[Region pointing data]

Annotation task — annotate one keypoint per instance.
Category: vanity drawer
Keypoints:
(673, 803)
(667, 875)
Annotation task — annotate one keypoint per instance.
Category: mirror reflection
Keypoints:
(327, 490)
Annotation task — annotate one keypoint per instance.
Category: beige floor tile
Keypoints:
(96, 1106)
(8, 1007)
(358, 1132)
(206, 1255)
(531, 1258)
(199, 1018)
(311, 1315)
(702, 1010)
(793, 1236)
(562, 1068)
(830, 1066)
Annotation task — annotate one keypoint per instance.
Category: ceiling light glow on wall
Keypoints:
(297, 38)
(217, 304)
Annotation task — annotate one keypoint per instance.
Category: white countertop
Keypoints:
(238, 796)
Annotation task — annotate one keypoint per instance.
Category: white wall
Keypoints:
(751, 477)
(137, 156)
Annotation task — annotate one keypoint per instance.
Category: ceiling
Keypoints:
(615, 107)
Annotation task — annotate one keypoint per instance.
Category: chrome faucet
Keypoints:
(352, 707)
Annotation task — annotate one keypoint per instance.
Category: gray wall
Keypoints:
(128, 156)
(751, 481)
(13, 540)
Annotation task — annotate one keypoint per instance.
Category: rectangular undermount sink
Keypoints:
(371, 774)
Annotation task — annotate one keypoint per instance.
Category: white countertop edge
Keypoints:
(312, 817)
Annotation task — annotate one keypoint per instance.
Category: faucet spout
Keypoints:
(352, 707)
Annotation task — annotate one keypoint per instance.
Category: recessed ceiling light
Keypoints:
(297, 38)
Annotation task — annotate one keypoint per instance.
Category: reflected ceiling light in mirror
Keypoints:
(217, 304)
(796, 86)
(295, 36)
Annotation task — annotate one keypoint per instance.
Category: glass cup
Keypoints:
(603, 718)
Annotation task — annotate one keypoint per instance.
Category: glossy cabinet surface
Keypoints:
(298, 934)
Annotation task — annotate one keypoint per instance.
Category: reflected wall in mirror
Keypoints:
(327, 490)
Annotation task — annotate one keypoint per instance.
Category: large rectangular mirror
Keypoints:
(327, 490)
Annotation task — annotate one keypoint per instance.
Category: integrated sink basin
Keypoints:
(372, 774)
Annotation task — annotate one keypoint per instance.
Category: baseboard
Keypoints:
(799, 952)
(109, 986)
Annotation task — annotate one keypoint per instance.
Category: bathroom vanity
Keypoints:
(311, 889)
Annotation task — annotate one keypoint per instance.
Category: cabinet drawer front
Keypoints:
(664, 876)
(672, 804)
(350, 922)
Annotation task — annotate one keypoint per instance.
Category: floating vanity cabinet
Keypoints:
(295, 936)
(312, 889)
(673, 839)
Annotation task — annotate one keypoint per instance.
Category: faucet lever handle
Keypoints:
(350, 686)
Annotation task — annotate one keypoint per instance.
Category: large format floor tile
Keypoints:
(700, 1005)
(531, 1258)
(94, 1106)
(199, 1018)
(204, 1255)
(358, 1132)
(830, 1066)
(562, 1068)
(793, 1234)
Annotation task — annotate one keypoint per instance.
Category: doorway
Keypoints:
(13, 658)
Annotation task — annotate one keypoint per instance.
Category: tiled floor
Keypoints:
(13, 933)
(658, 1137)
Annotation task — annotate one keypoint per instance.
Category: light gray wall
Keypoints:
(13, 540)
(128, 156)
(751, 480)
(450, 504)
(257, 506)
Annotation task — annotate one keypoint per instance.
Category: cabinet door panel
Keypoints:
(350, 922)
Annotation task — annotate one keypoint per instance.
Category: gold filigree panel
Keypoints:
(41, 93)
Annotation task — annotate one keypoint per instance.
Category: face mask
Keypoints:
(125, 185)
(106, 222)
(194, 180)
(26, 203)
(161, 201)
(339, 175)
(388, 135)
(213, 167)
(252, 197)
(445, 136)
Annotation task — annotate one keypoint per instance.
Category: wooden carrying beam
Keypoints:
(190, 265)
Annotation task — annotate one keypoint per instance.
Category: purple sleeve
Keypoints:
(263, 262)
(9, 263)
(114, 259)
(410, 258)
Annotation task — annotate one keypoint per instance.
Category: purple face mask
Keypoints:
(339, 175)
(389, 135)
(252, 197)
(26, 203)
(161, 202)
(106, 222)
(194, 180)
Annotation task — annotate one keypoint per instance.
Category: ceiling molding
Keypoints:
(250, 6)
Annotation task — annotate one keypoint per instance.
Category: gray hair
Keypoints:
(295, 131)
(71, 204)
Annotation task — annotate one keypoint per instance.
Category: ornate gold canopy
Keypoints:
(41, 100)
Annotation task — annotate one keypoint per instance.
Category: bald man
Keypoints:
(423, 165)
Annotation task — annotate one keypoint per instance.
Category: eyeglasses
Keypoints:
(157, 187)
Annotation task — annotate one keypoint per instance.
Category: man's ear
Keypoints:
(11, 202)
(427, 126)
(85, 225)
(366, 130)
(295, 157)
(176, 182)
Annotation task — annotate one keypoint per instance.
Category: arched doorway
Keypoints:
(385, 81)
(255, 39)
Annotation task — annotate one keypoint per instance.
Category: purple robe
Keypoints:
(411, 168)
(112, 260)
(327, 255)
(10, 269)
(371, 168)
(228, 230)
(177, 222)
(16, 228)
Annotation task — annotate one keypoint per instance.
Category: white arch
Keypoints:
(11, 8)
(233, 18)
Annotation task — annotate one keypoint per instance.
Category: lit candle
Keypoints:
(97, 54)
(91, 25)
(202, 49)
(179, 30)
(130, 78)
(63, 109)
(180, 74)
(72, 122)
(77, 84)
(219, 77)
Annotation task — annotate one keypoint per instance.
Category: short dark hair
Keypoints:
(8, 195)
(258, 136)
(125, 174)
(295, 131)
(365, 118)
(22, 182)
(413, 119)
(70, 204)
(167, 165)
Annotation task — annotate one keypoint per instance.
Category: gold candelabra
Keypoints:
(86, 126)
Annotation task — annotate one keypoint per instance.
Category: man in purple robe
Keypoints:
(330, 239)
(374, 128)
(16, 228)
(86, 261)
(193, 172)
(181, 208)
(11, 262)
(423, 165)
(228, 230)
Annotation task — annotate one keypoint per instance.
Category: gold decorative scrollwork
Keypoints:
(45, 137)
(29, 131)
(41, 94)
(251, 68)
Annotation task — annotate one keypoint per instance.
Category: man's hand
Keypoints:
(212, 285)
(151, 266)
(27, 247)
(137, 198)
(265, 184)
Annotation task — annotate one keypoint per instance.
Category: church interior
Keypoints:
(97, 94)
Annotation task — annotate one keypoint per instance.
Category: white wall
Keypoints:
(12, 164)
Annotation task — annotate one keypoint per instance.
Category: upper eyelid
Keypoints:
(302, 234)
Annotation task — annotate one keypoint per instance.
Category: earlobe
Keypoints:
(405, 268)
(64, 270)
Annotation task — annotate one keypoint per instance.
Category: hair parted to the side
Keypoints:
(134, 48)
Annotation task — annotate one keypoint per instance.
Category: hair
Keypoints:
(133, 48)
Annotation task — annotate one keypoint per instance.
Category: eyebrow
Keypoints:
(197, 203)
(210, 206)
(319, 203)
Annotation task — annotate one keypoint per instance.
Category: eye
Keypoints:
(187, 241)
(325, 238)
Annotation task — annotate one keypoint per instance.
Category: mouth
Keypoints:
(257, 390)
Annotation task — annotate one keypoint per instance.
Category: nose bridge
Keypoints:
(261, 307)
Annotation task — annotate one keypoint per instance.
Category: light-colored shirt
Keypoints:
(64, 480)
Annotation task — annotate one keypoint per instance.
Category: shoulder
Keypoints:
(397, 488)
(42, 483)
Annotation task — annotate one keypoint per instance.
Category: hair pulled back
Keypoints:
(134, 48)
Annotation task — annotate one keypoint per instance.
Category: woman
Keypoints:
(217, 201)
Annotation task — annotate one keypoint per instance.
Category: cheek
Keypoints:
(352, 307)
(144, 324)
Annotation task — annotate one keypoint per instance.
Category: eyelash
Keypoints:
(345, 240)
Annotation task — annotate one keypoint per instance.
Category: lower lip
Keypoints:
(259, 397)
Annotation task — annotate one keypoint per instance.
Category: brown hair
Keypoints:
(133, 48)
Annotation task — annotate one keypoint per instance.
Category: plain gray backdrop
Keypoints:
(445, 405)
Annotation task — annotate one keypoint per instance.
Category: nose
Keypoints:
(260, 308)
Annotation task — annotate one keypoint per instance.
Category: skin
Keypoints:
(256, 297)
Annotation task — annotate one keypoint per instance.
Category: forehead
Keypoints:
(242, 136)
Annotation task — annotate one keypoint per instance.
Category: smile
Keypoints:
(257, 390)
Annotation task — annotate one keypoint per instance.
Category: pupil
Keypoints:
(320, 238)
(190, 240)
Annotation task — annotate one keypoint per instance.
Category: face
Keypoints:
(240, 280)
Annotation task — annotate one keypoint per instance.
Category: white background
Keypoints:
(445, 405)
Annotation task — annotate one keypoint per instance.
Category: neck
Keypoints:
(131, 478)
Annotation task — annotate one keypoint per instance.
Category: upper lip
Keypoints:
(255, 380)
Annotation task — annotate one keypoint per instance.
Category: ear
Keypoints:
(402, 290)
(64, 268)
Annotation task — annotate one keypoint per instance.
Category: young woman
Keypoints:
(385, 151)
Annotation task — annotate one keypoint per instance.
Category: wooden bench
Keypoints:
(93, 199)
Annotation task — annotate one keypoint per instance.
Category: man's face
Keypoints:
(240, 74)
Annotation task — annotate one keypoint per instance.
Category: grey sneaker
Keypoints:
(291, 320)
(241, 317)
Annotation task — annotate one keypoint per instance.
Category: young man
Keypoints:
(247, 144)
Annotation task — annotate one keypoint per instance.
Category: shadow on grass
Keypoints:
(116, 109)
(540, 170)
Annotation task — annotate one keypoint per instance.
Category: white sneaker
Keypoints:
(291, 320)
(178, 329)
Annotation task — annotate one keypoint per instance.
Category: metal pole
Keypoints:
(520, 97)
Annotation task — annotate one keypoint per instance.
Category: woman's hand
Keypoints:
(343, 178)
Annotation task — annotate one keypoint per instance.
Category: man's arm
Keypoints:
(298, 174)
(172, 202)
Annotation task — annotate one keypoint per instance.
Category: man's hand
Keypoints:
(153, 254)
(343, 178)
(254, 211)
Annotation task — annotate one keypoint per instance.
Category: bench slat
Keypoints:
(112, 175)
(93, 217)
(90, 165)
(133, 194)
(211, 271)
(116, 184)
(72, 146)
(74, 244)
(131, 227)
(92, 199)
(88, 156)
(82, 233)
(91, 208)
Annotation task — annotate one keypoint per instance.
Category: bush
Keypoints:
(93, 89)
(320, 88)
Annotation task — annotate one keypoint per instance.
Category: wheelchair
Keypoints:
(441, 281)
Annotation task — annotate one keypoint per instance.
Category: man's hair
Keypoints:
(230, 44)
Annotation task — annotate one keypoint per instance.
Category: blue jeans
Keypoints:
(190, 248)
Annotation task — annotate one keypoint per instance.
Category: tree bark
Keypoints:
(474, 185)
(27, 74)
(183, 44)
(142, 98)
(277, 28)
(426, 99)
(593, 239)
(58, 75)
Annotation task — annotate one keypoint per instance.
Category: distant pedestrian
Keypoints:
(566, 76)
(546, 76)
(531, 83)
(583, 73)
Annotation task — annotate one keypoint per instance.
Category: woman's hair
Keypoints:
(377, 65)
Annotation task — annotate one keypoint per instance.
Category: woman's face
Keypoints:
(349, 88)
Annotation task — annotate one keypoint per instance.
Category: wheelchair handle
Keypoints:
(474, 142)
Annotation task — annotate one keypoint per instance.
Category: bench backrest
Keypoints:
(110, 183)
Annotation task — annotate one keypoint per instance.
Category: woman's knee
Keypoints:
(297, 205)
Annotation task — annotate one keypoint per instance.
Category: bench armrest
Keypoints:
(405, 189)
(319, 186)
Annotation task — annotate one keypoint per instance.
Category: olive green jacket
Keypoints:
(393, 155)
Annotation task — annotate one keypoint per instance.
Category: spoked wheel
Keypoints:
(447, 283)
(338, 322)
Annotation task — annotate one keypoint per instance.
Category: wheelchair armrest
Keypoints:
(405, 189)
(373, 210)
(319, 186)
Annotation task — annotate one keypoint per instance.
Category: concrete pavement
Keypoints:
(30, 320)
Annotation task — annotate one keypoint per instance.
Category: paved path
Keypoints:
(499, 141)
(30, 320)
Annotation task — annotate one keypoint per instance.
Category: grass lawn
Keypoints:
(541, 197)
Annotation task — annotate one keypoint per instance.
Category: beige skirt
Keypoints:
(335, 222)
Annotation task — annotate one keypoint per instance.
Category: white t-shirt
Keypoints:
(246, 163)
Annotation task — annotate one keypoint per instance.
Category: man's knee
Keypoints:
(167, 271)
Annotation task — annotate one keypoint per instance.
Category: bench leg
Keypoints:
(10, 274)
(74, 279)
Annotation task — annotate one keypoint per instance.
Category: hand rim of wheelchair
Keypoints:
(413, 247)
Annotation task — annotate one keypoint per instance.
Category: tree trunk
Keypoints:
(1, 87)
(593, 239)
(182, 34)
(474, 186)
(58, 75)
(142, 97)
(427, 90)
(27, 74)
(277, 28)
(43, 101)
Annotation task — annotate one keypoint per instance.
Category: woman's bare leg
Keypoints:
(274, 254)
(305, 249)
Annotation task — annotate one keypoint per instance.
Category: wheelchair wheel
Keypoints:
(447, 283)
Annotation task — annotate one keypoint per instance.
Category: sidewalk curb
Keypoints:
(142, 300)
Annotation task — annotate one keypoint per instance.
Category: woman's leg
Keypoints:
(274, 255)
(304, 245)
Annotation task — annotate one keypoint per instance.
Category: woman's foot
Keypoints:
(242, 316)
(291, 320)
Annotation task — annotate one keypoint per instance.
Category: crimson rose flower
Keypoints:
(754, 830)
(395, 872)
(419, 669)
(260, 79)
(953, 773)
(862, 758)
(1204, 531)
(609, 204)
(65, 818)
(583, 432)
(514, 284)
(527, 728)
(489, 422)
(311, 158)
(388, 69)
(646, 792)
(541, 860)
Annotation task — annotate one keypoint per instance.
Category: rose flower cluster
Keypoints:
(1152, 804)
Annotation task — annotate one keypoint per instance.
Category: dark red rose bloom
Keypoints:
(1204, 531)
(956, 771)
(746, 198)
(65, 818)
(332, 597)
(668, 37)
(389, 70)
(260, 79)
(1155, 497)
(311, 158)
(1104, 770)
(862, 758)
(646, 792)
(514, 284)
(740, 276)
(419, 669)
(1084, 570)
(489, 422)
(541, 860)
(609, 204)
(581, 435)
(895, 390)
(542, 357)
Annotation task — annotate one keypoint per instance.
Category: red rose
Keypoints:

__WHAT THE TASK REQUIRES__: Pull every line containing "bench" out of the records.

__ANSWER TO THE PROBLEM__:
Category: wooden bench
Category: bench slat
Category: bench backrest
Category: bench armrest
Category: bench leg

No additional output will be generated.